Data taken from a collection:
╭──
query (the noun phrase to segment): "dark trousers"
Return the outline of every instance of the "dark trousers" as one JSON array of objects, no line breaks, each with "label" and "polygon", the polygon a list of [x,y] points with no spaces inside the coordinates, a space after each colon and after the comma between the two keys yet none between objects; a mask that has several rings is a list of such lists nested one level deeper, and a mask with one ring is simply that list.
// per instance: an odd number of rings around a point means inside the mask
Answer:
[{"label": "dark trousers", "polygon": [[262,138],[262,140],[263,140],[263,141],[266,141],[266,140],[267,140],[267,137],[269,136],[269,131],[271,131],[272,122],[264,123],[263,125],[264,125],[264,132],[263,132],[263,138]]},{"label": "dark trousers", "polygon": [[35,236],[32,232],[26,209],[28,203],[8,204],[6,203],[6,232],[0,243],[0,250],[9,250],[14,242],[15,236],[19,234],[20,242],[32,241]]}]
╰──
» **Directions for this task**:
Put every line of the material above into a Markdown table with the columns "Row" and "Line", numbering the rows and skipping any blank lines.

» **The reply**:
| Row | Line |
|---|---|
| 1 | query (the noun phrase to segment): "dark trousers" |
| 2 | Return the outline of every instance of the "dark trousers" as one JSON array of objects, no line breaks, each with "label" and "polygon", the polygon a list of [x,y] points with no spaces inside the coordinates, a space after each colon and after the comma between the two keys yet none between objects; a mask that has several rings is a list of such lists nested one level deeper, and a mask with one ring is simply that list. |
| 3 | // per instance: an odd number of rings around a point means inside the mask |
| 4 | Answer: |
| 5 | [{"label": "dark trousers", "polygon": [[262,138],[262,140],[263,140],[263,141],[266,141],[266,140],[267,140],[267,137],[269,136],[269,131],[271,131],[272,122],[264,123],[263,125],[264,125],[264,132],[263,132],[263,138]]},{"label": "dark trousers", "polygon": [[35,236],[32,232],[26,209],[28,203],[8,204],[6,203],[6,232],[0,243],[0,250],[9,250],[14,242],[15,236],[19,234],[20,242],[32,241]]}] |